— Text —
Warum wir in der Katalonienfrage zu passiven Mythenlesern geworden sind

Ludwig von Mises vertrat in seinem Buch „Liberalismus“ 1927 die Ansicht, „dass die Bewohner eines jeden Gebietes darüber zu entscheiden haben, welchem Staatsverband sie angehören wollen“. Dabei handle es sich nicht nur um ein „Selbstbestimmungsrecht der Nationen“, sondern um das Recht „der Bewohner eines jeden Gebietes, das groß genug ist, einen selbständigen Verwaltungsbezirk zu bilden“. Selbst einem einzigen Menschen wäre ein solches Recht zuzugestehen. Das sei aber nicht durchführbar – und zwar aus „zwingenden verwaltungstechnischen Rücksichten“. Deshalb sei das Selbstbestimmungsrecht „auf den Mehrheitswillen der Bewohner von Gebieten einzuschränken, die groß genug sind, um in der politischen Landesverwaltung als räumliche Einheit aufzutreten“.

Damit hat Mises – entgegen der Lesart vieler zum Privatrechts-Anarchismus neigender Libertärer – ein klares Bekenntnis zur Notwendigkeit staatlicher bzw. öffentlichrechtlicher Strukturen abgegeben, gleichzeitig aber auch die rechtmäßigen Autonomieansprüche des Individuums oder einer Gruppe von Individuen betont, jedoch fern von utopischen Vorstellungen. Bereits in seinem Buch „Nation, Staat und Wirtschaft“ (1919) wies Mises auf die Gefahr hin, dass regierende Mehrheiten nationale Minderheiten unterdrücken könnten. Zugleich verteidigte er das Mehrheitsprinzip. Libertäre Interpreten von Mises‘ Ideen haben sich während der letzten Monate immer wieder enthusiastisch zugunsten der katalanischen Separationsbestrebungen geäußert, ohne zu bedenken, dass sie dabei nicht nur die historische Komplexität des Problems und die tiefe Spaltung der katalanischen Gesellschaft außer Acht ließen, sondern sich mit ihrer Berufung auf Ludwig von Mises einer unzulässigen Vergröberung, ja Verfälschung von dessen Ansichten schuldig machten. Der nachfolgende Beitrag von Philipp Aerni möchte aus liberaler Sicht auf die historische Komplexität der Katalonienfrage hinweisen und zeigen, wie hier viele einem separatistischen Mythos und den dazugehörigen Verschwörungstheorien erlegen sind. (Austrian Institute)

— Was zu tun ist —
Prüfe, ob diese Aussagen mit dem Text zur Katalonienfrage übereinstimmen: 1. Mises vertrat seine Ansicht zum Staatsverband im Buch „Liberalismus“ von 1927. 2. Nach Mises lässt sich das Selbstbestimmungsrecht auch für einen einzelnen Menschen praktisch umsetzen. 3. Mises lehnte das Mehrheitsprinzip ab. Beantworte jede Aussage mit Ja oder Nein und zitiere die entscheidenden Worte des Textes wörtlich.

— Datenzeilen —
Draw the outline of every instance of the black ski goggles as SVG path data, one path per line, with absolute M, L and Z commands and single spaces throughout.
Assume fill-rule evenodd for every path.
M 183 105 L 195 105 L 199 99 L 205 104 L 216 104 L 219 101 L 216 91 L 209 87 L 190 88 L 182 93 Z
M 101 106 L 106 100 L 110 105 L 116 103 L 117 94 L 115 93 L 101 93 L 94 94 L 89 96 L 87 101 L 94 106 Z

— Lösung —
1. Ja: „Ludwig von Mises vertrat in seinem Buch „Liberalismus“ 1927 die Ansicht“
2. Nein: „Das sei aber nicht durchführbar“
3. Nein: „Zugleich verteidigte er das Mehrheitsprinzip.“